## OBJECTIFS
- A) Recopiez mot pour mot le passage du texte présenté qui commence par « Cette thèse soutenue » et se poursuit jusqu’à « du catholicisme moderne. ».
- B) Selon le texte présenté, dans quelle ville et en quelle année la thèse a-t-elle été soutenue ?

## TEXTE PRÉSENTÉ
────────
Cette thèse soutenue à Berne en 2016 est parue dès l’année suivante et le lecteur peut rapidement comprendre pourquoi: l’amplitude du sujet, l’importance de la documentation (helvétique et romaine, archivistique et imprimée) mise en œuvre et la maîtrise du propos sont remarquables. Au centre du livre: les Vielseligen, bienheureux en puissance vénérés en Suisse mais reconnus partiellement, et avec des fortunes diverses, par la curie romaine. Ils sont toutefois replacés dans le vivier plus large de la sainteté et de son culte dans la Suisse catholique de l’époque moderne, si bien que l’ouvrage propose sur l’articulation entre piétés locales, configurations régionales et supranationales, et centre romain de la catholicité, une réflexion qui contribue à une meilleure connaissance des dynamiques réticulaires et spatiales du catholicisme moderne.
────────
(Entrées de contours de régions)
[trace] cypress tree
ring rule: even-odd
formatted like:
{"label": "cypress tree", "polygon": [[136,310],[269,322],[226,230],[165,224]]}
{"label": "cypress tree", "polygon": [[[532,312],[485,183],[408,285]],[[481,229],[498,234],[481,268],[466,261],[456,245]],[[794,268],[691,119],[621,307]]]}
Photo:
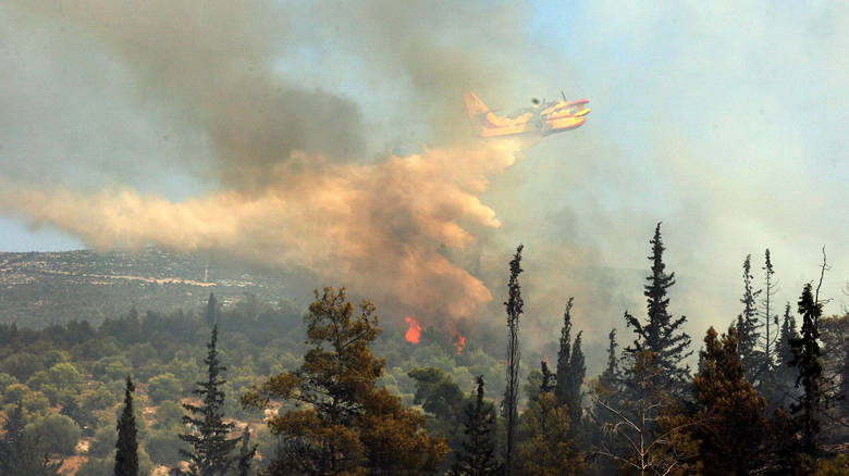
────────
## SOLUTIONS DANS L'ORDRE
- A)
Cette thèse soutenue à Berne en 2016 est parue dès l’année suivante et le lecteur peut rapidement comprendre pourquoi: l’amplitude du sujet, l’importance de la documentation (helvétique et romaine, archivistique et imprimée) mise en œuvre et la maîtrise du propos sont remarquables. Au centre du livre: les Vielseligen, bienheureux en puissance vénérés en Suisse mais reconnus partiellement, et avec des fortunes diverses, par la curie romaine. Ils sont toutefois replacés dans le vivier plus large de la sainteté et de son culte dans la Suisse catholique de l’époque moderne, si bien que l’ouvrage propose sur l’articulation entre piétés locales, configurations régionales et supranationales, et centre romain de la catholicité, une réflexion qui contribue à une meilleure connaissance des dynamiques réticulaires et spatiales du catholicisme moderne.

- B) À Berne, en 2016.